# [DIRECTIONS]
State how many lines in the entries below contain the string "thumb", where letter case must match. Reply with the number alone.

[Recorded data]

#####

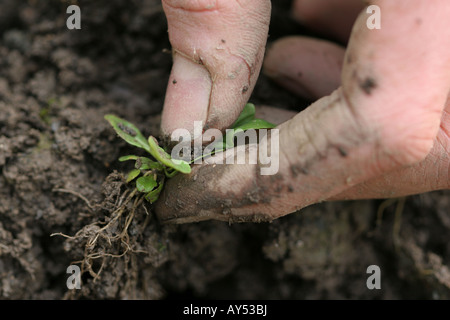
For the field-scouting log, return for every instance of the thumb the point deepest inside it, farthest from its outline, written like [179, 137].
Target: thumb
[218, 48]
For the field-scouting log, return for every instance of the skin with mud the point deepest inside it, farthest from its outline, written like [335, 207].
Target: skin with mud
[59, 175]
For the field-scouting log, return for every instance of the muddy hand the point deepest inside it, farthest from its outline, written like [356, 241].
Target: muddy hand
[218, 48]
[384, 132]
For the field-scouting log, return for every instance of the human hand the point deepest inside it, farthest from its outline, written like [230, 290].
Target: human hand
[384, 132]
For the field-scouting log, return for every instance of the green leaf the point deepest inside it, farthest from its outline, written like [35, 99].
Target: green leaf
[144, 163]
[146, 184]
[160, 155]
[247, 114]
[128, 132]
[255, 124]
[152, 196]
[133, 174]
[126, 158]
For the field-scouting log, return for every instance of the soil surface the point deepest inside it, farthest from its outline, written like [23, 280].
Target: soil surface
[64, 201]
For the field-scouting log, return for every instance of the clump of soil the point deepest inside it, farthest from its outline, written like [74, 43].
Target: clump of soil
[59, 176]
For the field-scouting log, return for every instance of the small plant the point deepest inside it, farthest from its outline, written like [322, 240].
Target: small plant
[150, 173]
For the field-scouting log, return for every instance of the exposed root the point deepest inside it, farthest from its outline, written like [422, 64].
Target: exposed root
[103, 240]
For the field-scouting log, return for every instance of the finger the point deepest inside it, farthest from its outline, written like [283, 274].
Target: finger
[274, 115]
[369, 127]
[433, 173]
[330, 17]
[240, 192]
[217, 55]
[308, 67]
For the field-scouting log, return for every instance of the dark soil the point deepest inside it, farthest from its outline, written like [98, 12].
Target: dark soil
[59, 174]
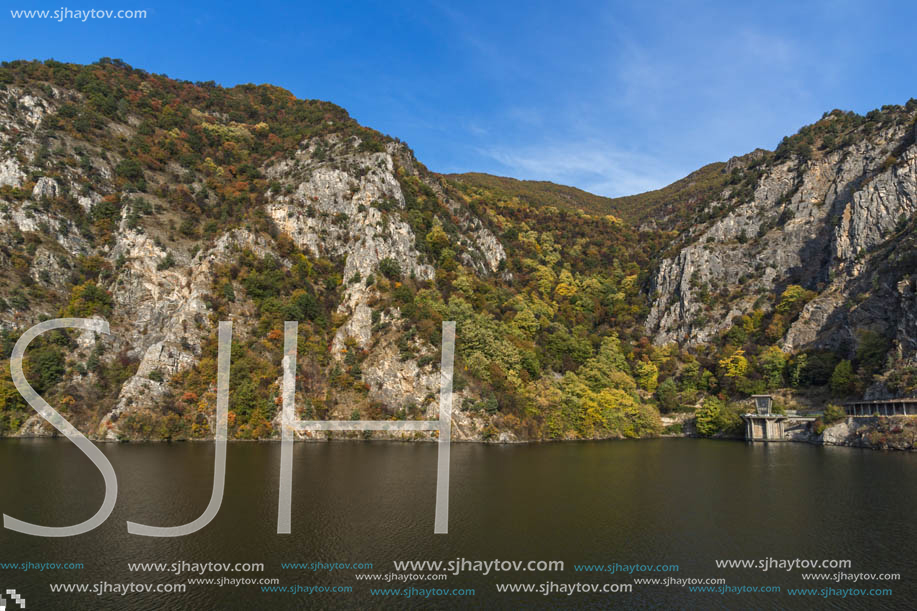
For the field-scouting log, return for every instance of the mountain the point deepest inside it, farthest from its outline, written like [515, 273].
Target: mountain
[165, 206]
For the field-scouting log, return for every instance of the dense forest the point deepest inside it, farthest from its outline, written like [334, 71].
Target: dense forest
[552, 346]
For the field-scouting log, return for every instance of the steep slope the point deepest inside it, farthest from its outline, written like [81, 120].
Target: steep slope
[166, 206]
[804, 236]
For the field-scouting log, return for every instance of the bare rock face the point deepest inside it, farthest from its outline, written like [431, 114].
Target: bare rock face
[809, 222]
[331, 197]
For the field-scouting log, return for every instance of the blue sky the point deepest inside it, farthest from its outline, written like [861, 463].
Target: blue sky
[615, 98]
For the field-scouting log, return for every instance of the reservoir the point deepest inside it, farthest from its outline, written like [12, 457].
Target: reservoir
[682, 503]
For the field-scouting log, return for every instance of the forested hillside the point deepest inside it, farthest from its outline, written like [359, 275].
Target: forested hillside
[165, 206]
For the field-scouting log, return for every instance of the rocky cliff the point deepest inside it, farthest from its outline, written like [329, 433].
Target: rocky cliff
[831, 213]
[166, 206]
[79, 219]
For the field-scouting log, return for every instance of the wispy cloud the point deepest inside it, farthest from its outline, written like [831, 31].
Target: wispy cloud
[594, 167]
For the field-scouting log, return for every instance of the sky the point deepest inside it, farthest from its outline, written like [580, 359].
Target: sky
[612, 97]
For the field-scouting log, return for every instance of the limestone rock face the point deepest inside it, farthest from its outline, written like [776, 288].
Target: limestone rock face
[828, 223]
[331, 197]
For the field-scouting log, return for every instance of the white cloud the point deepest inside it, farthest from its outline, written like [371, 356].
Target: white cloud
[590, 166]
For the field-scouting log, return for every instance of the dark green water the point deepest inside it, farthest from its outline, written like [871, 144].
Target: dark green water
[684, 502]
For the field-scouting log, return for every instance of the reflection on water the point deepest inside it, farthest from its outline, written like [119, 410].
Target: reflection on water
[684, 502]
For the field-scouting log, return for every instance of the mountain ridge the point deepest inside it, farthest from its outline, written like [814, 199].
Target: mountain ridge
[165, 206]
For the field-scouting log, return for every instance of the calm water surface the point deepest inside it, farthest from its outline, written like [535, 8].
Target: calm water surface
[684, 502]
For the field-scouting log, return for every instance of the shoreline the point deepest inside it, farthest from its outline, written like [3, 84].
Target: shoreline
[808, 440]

#####

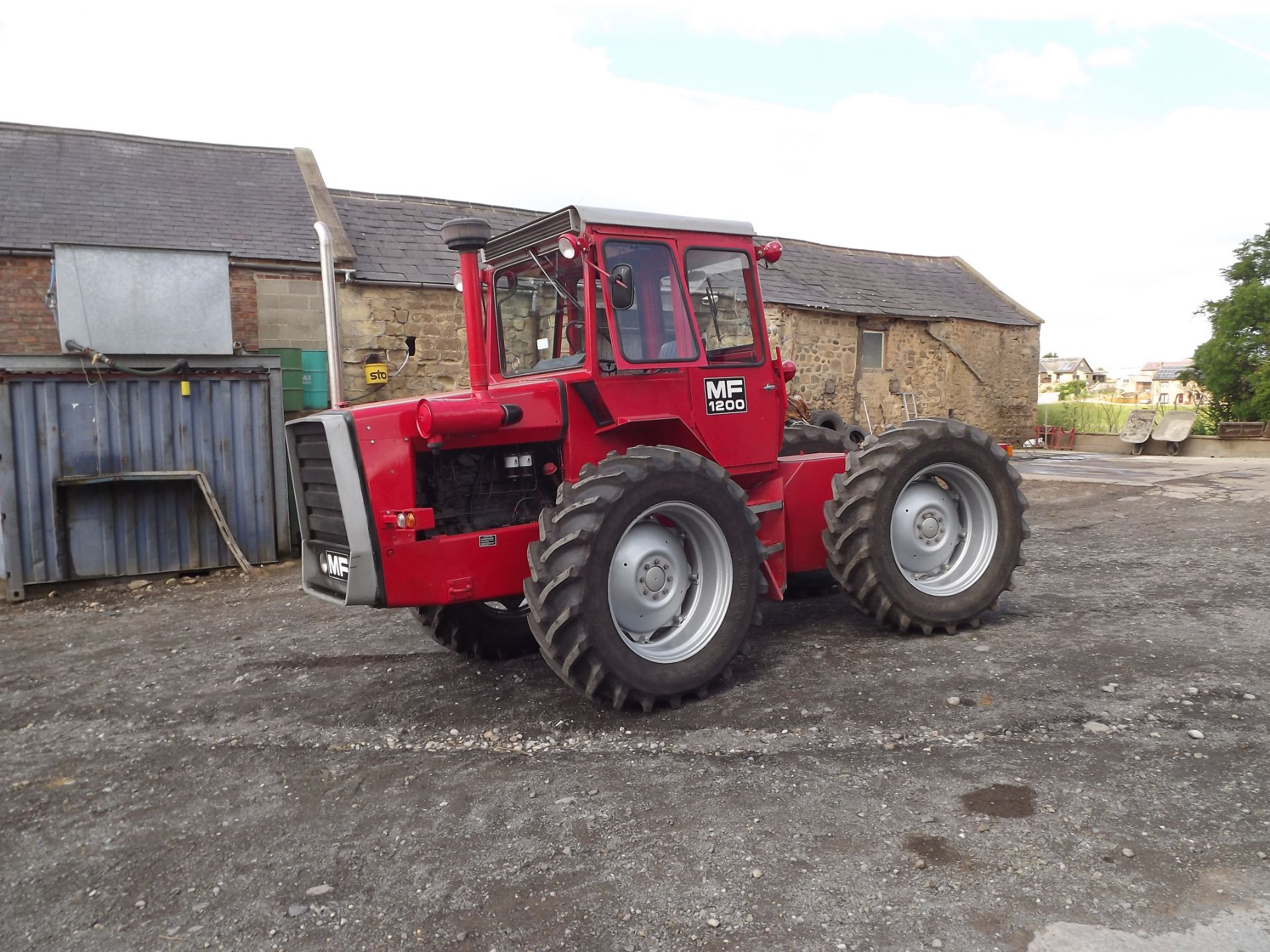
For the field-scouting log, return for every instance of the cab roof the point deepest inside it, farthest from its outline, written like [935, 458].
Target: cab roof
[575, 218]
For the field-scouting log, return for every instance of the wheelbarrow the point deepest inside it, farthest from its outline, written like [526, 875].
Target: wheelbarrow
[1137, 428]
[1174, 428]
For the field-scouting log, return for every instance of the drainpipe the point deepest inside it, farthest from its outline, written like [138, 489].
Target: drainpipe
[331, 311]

#####

# [ANSWER TO THE PROBLEM]
2